==== STUDY MATERIAL ====

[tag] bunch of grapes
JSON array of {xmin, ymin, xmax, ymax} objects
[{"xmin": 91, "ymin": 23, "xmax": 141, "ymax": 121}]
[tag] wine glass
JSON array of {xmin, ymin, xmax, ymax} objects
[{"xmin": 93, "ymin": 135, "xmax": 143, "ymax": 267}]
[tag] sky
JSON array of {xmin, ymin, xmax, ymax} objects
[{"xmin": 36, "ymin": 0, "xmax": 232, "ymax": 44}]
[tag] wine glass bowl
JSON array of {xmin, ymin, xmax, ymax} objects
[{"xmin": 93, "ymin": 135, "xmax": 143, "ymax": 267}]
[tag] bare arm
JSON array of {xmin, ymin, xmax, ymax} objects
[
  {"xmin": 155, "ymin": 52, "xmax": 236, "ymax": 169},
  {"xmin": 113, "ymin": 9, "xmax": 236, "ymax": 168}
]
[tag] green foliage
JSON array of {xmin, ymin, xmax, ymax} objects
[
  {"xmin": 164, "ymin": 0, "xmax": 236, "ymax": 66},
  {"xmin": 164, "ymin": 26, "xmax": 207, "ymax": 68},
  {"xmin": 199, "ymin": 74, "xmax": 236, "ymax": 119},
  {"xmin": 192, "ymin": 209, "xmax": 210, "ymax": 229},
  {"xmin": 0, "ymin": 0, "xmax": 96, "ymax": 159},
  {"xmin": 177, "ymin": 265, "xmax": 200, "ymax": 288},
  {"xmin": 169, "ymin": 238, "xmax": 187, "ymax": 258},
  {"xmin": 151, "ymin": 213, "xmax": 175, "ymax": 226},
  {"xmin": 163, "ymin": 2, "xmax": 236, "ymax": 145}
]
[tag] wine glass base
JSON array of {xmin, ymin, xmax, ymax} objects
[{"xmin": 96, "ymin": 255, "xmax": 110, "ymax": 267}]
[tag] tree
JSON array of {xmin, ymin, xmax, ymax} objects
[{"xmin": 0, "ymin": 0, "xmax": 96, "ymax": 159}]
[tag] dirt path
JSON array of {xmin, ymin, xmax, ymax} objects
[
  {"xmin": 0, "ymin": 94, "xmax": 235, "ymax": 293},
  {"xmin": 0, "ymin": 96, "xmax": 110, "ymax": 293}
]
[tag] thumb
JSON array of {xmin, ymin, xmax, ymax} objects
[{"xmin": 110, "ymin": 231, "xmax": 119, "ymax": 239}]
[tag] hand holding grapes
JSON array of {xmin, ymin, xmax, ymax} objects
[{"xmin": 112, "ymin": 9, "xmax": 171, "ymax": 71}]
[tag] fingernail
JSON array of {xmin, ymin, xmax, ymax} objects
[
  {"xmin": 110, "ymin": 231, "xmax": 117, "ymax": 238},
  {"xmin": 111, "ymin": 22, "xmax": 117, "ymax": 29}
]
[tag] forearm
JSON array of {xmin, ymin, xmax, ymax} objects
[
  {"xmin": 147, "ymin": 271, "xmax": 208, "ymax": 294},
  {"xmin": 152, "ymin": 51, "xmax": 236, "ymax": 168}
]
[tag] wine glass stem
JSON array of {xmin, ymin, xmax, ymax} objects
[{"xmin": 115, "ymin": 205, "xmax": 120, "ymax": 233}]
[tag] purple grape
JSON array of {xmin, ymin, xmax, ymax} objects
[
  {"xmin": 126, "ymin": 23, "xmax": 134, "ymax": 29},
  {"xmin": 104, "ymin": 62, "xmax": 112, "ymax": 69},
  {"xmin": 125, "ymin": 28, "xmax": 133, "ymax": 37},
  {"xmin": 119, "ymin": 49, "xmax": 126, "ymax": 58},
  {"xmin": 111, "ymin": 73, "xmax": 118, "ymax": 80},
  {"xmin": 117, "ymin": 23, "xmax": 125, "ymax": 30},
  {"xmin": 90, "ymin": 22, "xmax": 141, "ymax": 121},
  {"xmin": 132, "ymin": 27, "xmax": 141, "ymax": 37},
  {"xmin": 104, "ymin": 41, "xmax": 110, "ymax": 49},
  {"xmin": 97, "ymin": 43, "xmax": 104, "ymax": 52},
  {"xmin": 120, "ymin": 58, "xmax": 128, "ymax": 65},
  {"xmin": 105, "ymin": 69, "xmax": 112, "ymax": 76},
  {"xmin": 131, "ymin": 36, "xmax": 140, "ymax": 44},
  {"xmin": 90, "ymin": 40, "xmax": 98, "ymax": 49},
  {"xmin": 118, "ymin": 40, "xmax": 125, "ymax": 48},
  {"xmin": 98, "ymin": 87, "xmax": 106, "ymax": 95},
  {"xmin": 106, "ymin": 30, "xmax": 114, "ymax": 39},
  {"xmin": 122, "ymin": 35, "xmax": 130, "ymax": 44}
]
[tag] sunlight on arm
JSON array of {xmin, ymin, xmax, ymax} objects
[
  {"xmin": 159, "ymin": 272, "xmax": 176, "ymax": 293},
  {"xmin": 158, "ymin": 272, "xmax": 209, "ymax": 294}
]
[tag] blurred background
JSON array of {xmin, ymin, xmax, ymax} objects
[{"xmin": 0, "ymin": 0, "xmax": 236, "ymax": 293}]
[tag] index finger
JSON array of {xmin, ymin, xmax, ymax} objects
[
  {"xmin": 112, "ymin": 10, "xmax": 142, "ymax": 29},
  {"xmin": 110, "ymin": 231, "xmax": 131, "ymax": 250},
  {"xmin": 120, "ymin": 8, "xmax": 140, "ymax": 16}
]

====

**TASK BRIEF**:
Reproduce exactly, and with no other material, the lines between those holding "[tag] fingernail" and "[tag] sunlight on arm", inclusive.

**ANSWER AREA**:
[tag] fingernail
JSON array of {xmin, ymin, xmax, ymax} objects
[
  {"xmin": 110, "ymin": 231, "xmax": 117, "ymax": 238},
  {"xmin": 111, "ymin": 22, "xmax": 117, "ymax": 29}
]
[tag] forearm
JSON array of {xmin, ymin, xmax, ymax} objects
[
  {"xmin": 147, "ymin": 271, "xmax": 208, "ymax": 294},
  {"xmin": 152, "ymin": 51, "xmax": 236, "ymax": 168}
]
[tag] wine glass stem
JSON array of {xmin, ymin, xmax, ymax} objects
[{"xmin": 115, "ymin": 205, "xmax": 120, "ymax": 233}]
[tag] purple grape
JSON array of {xmin, ymin, xmax, ymax} objects
[
  {"xmin": 126, "ymin": 23, "xmax": 134, "ymax": 29},
  {"xmin": 104, "ymin": 62, "xmax": 112, "ymax": 69},
  {"xmin": 125, "ymin": 28, "xmax": 133, "ymax": 37},
  {"xmin": 119, "ymin": 49, "xmax": 126, "ymax": 58},
  {"xmin": 111, "ymin": 73, "xmax": 118, "ymax": 80},
  {"xmin": 117, "ymin": 23, "xmax": 125, "ymax": 30},
  {"xmin": 90, "ymin": 22, "xmax": 141, "ymax": 121},
  {"xmin": 132, "ymin": 27, "xmax": 141, "ymax": 37},
  {"xmin": 104, "ymin": 41, "xmax": 110, "ymax": 49},
  {"xmin": 97, "ymin": 43, "xmax": 104, "ymax": 52},
  {"xmin": 120, "ymin": 58, "xmax": 128, "ymax": 65},
  {"xmin": 105, "ymin": 69, "xmax": 112, "ymax": 76},
  {"xmin": 131, "ymin": 36, "xmax": 140, "ymax": 44},
  {"xmin": 90, "ymin": 40, "xmax": 98, "ymax": 49},
  {"xmin": 118, "ymin": 40, "xmax": 125, "ymax": 48},
  {"xmin": 98, "ymin": 87, "xmax": 106, "ymax": 95},
  {"xmin": 106, "ymin": 30, "xmax": 114, "ymax": 39},
  {"xmin": 122, "ymin": 35, "xmax": 130, "ymax": 44}
]
[tag] sunlight on arm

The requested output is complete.